### Supplied data
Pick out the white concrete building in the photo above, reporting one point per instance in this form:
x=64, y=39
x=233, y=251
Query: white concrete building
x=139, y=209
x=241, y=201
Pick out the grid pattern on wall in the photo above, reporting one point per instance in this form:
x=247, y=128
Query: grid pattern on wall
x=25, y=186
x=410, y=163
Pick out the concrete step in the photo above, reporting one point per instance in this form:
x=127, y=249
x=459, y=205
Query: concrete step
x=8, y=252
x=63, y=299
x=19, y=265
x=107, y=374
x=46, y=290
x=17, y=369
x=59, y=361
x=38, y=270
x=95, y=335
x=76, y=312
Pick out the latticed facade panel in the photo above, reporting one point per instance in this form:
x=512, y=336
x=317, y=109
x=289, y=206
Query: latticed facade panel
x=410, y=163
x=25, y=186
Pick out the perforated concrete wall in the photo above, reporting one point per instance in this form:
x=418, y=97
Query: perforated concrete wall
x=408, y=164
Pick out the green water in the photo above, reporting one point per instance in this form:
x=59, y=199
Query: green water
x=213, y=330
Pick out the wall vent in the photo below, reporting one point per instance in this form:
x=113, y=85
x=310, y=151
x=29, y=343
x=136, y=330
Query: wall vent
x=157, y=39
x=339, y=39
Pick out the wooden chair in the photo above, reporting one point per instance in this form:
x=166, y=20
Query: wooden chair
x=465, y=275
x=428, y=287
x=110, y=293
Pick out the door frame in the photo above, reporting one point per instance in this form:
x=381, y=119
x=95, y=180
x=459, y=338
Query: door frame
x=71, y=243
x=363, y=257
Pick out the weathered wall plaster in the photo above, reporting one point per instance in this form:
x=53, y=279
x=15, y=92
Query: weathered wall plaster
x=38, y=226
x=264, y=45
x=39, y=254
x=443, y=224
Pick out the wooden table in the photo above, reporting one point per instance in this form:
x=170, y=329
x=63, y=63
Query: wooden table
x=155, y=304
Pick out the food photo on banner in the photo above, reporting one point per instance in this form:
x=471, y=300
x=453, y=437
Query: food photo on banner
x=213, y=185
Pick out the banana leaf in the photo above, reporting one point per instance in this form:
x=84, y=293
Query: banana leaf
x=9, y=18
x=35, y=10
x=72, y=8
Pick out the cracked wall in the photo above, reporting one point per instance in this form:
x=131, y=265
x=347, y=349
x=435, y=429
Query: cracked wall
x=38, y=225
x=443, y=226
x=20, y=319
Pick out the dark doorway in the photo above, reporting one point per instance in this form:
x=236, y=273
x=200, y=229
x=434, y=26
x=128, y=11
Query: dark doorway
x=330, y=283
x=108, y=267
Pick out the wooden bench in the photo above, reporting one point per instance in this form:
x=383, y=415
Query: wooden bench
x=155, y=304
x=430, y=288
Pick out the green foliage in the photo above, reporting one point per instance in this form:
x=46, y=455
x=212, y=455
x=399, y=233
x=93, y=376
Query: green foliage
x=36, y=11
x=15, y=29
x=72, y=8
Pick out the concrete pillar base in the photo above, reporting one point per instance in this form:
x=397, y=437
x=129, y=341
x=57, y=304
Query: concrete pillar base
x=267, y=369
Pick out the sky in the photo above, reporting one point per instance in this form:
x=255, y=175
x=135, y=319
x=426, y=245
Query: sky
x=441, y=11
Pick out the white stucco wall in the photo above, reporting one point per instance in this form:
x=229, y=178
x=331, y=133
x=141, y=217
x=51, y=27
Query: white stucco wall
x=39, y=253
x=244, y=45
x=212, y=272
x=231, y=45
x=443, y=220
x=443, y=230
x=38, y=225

### Required task
Rewrite all of the records above, swapping every "wooden" for "timber" and leaving everything else unchanged.

### Reply to the exercise
Pick out the white concrete building in the photo above, reporting one point per instance in this form:
x=64, y=39
x=233, y=251
Query: white concrete building
x=139, y=209
x=241, y=201
Pick out the grid pattern on wall in the photo above, reporting one point per instance in this form:
x=247, y=128
Query: grid pattern on wall
x=25, y=186
x=410, y=163
Pick out the concrete step in the photo above, reporting one point per instance in this form:
x=127, y=249
x=459, y=205
Query: concrete step
x=8, y=252
x=63, y=299
x=19, y=265
x=107, y=374
x=46, y=290
x=17, y=369
x=59, y=361
x=38, y=270
x=95, y=335
x=76, y=312
Pick out the latticed facade panel in the photo above, reporting one point per instance in this form:
x=512, y=336
x=317, y=109
x=289, y=206
Query: latticed facade panel
x=410, y=163
x=25, y=186
Pick out the perforated concrete wall in the photo above, reporting one point per instance in this form:
x=418, y=97
Query: perforated concrete wall
x=408, y=164
Pick out the green water in the photo above, reporting one point per instance in this form:
x=59, y=199
Query: green water
x=213, y=330
Pick out the wall vent in the photo below, reporting one point per instance in this form:
x=113, y=85
x=310, y=151
x=29, y=343
x=136, y=330
Query: wall vent
x=157, y=39
x=339, y=39
Pick out the timber chair in the photo above, reporting one point per instance in this form:
x=166, y=20
Query: timber chair
x=465, y=275
x=428, y=287
x=110, y=293
Pick out the door frame in the photo above, reporting one point per instance in this form:
x=381, y=119
x=95, y=180
x=459, y=338
Query: door frame
x=71, y=243
x=363, y=257
Pick out the weathered wall plaster in the photo above, reporting one point per instance in this form:
x=53, y=279
x=15, y=92
Query: weathered wall plaster
x=38, y=226
x=264, y=45
x=39, y=254
x=443, y=224
Pick out the timber table in the photo above, reporting one point per instance in this form:
x=170, y=329
x=63, y=63
Query: timber table
x=155, y=304
Pick out the food photo on banner in the photo above, reporting one point per instance in this form:
x=471, y=300
x=453, y=437
Query: food photo on banner
x=213, y=185
Pick out the banana leaf in the photo above, reporting one point per instance in this form:
x=84, y=293
Query: banana leaf
x=9, y=18
x=35, y=10
x=72, y=8
Pick out the cracked wall in the photo above, reporting one point per instance in this form:
x=131, y=265
x=347, y=349
x=435, y=429
Query: cracked wall
x=38, y=225
x=443, y=226
x=20, y=319
Pick out the dark doorway in the photo above, reporting one point per instance in this form:
x=236, y=273
x=200, y=229
x=434, y=26
x=128, y=11
Query: dark doorway
x=330, y=283
x=108, y=267
Pick out the timber bench in the photo above, reporting one point per instance in this form:
x=383, y=415
Query: timber bench
x=155, y=304
x=430, y=288
Pick out the green foliage in the photo above, reporting one point per instance in this form:
x=46, y=455
x=212, y=455
x=399, y=233
x=93, y=376
Query: green foliage
x=36, y=11
x=15, y=29
x=72, y=8
Pick out the concrete pillar base in the photo above, reporting one point per instance in this form:
x=397, y=437
x=129, y=341
x=57, y=304
Query: concrete pillar base
x=267, y=369
Pick out the sky in the photo above, reporting one point per instance in this form:
x=255, y=175
x=135, y=319
x=426, y=245
Query: sky
x=441, y=11
Pick out the white stucco wall in the photo above, reporting one point per instance in this form:
x=229, y=178
x=331, y=133
x=141, y=217
x=51, y=27
Query: white stucco wall
x=39, y=253
x=244, y=45
x=212, y=272
x=231, y=45
x=443, y=220
x=443, y=230
x=38, y=225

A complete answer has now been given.